> _What you should do_: Retype each of the entries below exactly as written.

> _Data provided_:
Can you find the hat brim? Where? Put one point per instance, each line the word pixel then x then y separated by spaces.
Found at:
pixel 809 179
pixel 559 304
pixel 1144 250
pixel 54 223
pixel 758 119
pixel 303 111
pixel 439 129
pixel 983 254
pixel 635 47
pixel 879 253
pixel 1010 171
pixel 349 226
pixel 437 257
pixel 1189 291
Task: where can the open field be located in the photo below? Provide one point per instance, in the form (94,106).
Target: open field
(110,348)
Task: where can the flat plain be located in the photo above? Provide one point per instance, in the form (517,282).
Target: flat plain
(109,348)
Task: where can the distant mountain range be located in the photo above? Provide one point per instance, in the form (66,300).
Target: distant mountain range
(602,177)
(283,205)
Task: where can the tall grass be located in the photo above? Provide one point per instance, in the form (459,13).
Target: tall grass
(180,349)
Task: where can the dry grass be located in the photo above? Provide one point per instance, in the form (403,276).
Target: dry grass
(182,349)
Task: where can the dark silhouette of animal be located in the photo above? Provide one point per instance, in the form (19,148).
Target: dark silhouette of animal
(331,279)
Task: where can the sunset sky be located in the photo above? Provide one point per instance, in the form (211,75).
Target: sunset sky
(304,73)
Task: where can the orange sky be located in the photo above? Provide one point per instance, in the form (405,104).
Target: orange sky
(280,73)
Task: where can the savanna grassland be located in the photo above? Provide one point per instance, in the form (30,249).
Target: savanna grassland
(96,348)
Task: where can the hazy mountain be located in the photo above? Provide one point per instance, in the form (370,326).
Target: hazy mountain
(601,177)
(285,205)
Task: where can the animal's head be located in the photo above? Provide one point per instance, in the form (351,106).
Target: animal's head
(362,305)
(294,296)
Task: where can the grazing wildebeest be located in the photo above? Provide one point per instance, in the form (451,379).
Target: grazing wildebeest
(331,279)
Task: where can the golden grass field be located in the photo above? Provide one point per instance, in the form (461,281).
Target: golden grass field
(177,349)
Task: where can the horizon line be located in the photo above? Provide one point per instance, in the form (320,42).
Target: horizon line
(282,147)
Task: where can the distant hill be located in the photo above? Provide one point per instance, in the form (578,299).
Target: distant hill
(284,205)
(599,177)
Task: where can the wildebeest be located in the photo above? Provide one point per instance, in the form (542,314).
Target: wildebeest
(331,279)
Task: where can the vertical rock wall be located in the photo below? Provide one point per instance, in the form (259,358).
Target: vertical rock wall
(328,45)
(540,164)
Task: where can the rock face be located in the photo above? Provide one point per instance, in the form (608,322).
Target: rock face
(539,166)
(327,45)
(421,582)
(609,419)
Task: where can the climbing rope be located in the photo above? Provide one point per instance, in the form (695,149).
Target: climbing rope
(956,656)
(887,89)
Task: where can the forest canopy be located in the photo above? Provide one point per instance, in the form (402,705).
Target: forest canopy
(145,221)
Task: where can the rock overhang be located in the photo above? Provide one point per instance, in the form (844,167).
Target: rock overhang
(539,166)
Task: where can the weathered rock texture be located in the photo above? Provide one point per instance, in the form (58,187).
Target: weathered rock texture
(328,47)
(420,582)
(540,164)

> _Exercise output_:
Can you find the hat brim? Where? Put one point per instance, each line the word pixel then x then y separated by spaces.
Found at:
pixel 809 179
pixel 559 304
pixel 1144 250
pixel 54 223
pixel 758 119
pixel 303 111
pixel 439 129
pixel 983 254
pixel 635 47
pixel 879 253
pixel 1010 171
pixel 349 226
pixel 437 257
pixel 1189 291
Task: where can the open field be located in the photo below? Provide one point per instance, in the form (94,106).
Target: open field
(110,348)
Task: where can the flat plain be located in the photo above? Provide one point per instance, in the form (517,282).
Target: flat plain
(109,348)
Task: where can the distant mountain range be located in the photo above? Provide one point per instance, in the form (66,300).
Target: distant mountain range
(602,177)
(283,205)
Task: where can the tall grass be located in the photo above? Provide one point per instance, in the form (459,13).
Target: tall grass
(180,349)
Task: where can the dry grass be located in the photo above? Provide one point per instance, in the form (403,276).
Target: dry grass
(182,349)
Task: where can the dark silhouette of animal be located in the photo above? Provide one point per instance, in the form (19,148).
Target: dark silhouette of animal
(331,279)
Task: where can the sunset sky be located in the photo above? Provide one point per instance, in the form (211,75).
Target: sunset sky
(304,73)
Task: where can the orange sky be located in the photo above? Provide one point per instance, in the form (405,104).
Target: orange sky
(280,73)
Task: where can the savanna grassland be located in the photo above? Provide one point per instance, in the form (30,249).
Target: savanna grassland
(96,348)
Task: where can the hazy mountain be located in the photo above? Provide one point per instance, in the form (370,326).
Target: hazy mountain
(601,177)
(285,205)
Task: where can the animal's head be located in the photo above? Provide one point per instance, in the form (351,106).
Target: animal's head
(362,305)
(294,296)
Task: where can the grazing wildebeest be located in the photo above? Provide one point per instance, in the form (451,379).
Target: grazing wildebeest
(331,279)
Task: where can the golden grass field be located in the photo above? Provide one point per instance, in the form (461,281).
Target: golden grass field
(177,349)
Task: where can the horizon line be located in the photo above? Provide one point per instance, in the form (320,42).
Target: horizon line
(282,147)
Task: where can the distant hill be located in the photo above? Provide one point per instance, in the form (578,299).
Target: distant hill
(284,205)
(599,177)
Task: where can the wildebeest be located in the photo above? Provide one point per instance, in the form (542,314).
Target: wildebeest
(331,279)
Task: where can the vertical rock wall be located in the photo below? Provide one point per instance, in the form (259,358).
Target: vertical rock wall
(328,45)
(540,164)
Task: where can the rock face be located in the photo above? Provide one point per instance, in the form (608,322).
Target: rock face
(539,166)
(327,45)
(421,582)
(609,419)
Task: where can the climbing rope be located in the photo above? Provide one point per instance, in the form (695,149).
Target: climbing rope
(956,656)
(887,89)
Task: where can the forest canopy be located in the photo above? Provide one point per instance, in the form (402,705).
Target: forest canopy
(145,221)
Task: where can the rock overhang be located in the photo above? Provide one point per instance, in the form (844,167).
Target: rock overhang
(539,166)
Task: where can the weathered rock texture be located in the photo above? Provide one point per instance, in the form (58,187).
Target: weathered rock texture
(328,47)
(420,582)
(540,164)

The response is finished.